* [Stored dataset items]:
________________
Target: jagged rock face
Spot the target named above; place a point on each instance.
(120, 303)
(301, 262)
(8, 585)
________________
* [TASK OBJECTIVE]: Retype the data above line for line, without changing anything.

* [WORKED SOLUTION]:
Target: jagged rock face
Spot the target named above; place a point on each instance.
(120, 303)
(301, 262)
(8, 585)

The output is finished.